[Anotaciones de puntos para fotos]
──────────────────────────────

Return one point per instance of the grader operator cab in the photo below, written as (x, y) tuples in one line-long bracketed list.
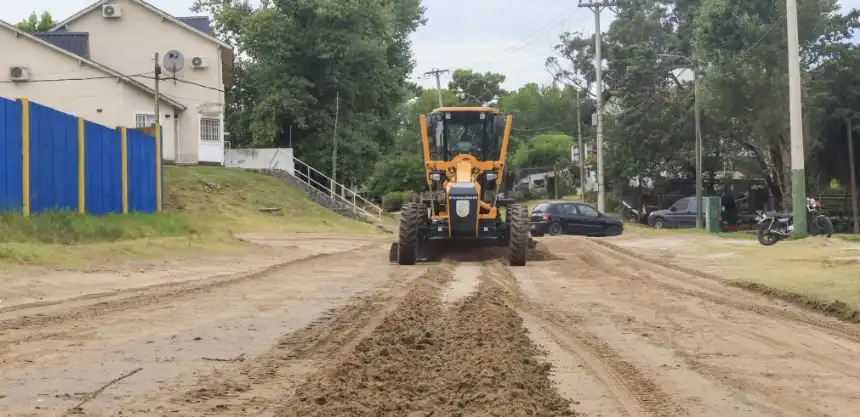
[(464, 157)]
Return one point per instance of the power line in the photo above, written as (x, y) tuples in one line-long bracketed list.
[(101, 77), (526, 38)]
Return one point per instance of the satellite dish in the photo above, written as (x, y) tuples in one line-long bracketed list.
[(174, 61)]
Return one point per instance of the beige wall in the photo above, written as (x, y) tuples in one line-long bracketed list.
[(128, 44), (105, 101)]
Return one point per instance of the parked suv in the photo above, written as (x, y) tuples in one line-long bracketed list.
[(566, 217), (680, 214)]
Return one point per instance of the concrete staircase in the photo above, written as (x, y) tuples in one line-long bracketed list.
[(333, 195), (321, 197)]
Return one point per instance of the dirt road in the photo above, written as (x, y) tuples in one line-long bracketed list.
[(335, 330)]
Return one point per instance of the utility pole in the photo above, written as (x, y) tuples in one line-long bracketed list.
[(581, 146), (597, 7), (798, 170), (694, 64), (700, 210), (438, 74), (853, 180), (155, 123), (334, 148)]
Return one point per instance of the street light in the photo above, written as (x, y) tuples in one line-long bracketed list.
[(694, 65)]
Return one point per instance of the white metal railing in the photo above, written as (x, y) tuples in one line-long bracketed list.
[(338, 191)]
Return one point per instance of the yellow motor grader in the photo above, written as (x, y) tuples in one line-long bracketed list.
[(465, 149)]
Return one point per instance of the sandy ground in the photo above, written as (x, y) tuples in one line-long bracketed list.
[(328, 328)]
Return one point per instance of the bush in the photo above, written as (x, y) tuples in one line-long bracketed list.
[(394, 200)]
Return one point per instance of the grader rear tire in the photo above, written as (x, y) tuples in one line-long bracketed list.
[(518, 244), (407, 248)]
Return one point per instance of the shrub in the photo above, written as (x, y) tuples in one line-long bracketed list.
[(394, 200)]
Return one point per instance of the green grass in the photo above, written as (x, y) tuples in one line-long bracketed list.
[(204, 208), (643, 230), (221, 198), (72, 229)]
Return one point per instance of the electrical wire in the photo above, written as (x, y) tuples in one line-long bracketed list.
[(525, 40), (101, 77)]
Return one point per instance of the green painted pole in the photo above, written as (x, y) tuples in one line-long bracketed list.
[(798, 171)]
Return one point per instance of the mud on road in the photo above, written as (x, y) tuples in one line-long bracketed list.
[(583, 329)]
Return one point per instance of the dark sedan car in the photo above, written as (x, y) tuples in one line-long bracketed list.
[(565, 217)]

──────────────────────────────

Requisitos del problema
Por favor, da como lista numerada las líneas de los ítems que van desde la que contiene "Return one point per instance of the electrical" hasta la que contiene "[(583, 329)]", ambas incluidas, sin las líneas en blanco.

Respuesta
1. Return one point per instance of the electrical wire in the photo above, written as (x, y) tuples in one line-long bracketed list.
2. [(525, 40), (101, 77)]
3. Return one point per instance of the green painted pole in the photo above, written as (x, y) tuples in one line-long bracketed list.
4. [(798, 171)]
5. Return one point per instance of the mud on road in the photo above, written as (x, y) tuples in one line-long bracketed list.
6. [(583, 329)]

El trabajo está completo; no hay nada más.